___ AVAILABLE DATA ___
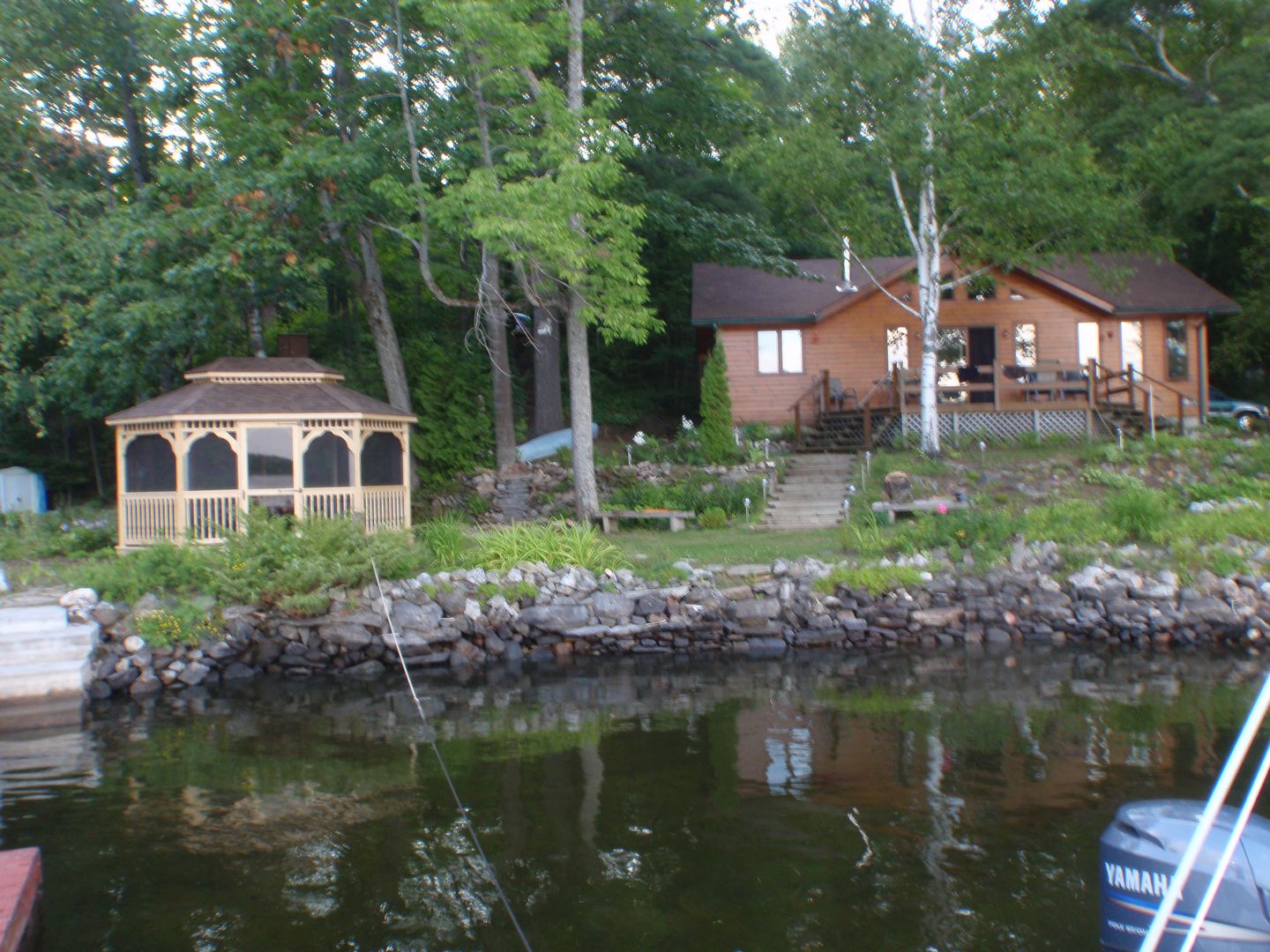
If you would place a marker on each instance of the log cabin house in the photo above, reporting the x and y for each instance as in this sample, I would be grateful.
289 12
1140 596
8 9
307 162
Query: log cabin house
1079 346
___
___ AVAILABLE DATA ___
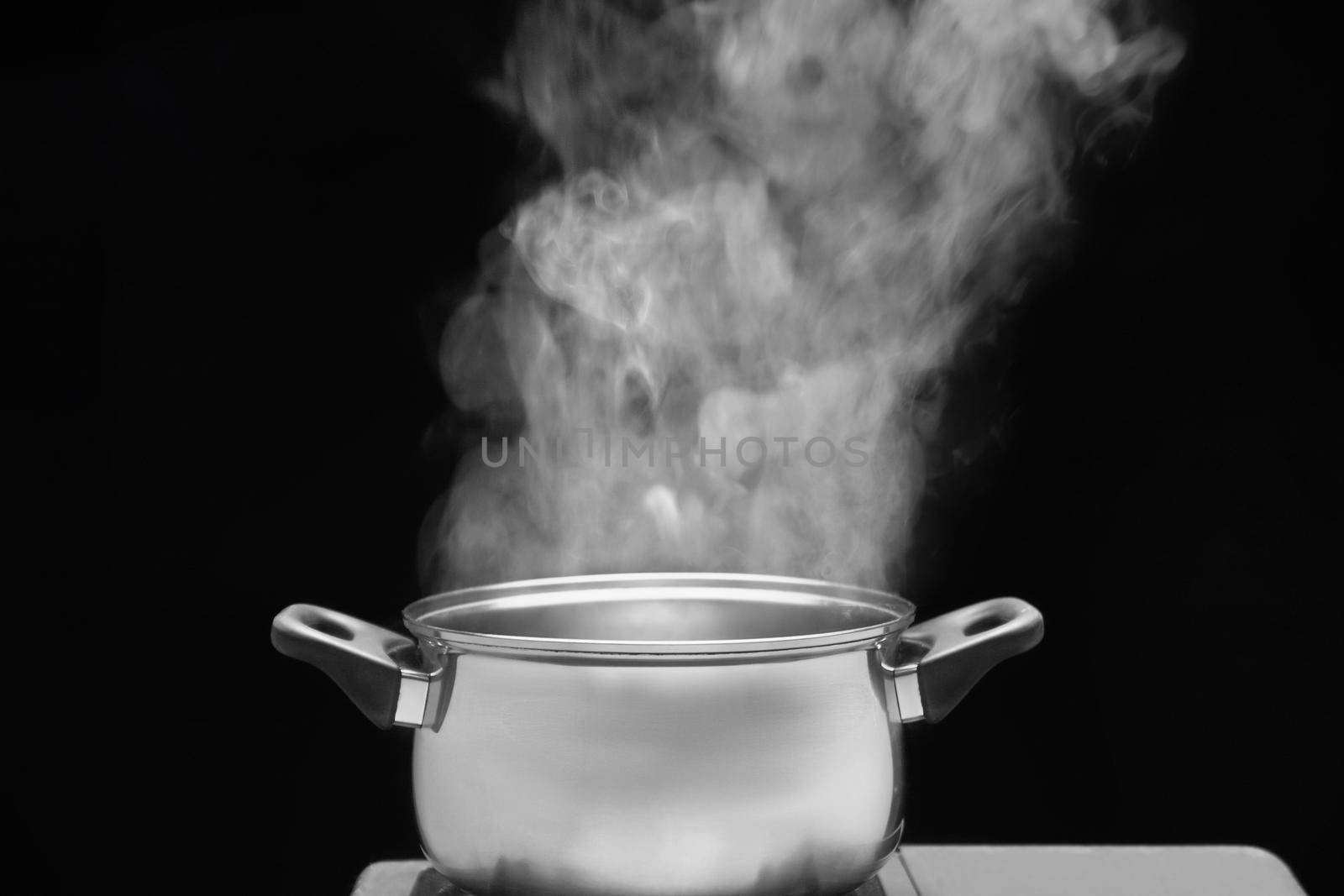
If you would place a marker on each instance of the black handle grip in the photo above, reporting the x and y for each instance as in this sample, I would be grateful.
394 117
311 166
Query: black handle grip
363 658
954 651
___
Gather from the data above every line with the string "grateful".

If you would place a marker on each instance of the log cabin house in the photo above, reporting the x and y for each instance as in this sample, I would be grateful.
If you would place a marker on each instance of the black handle grip in the photo above, reporting the x and y for each instance as in this sample, I would be grateful.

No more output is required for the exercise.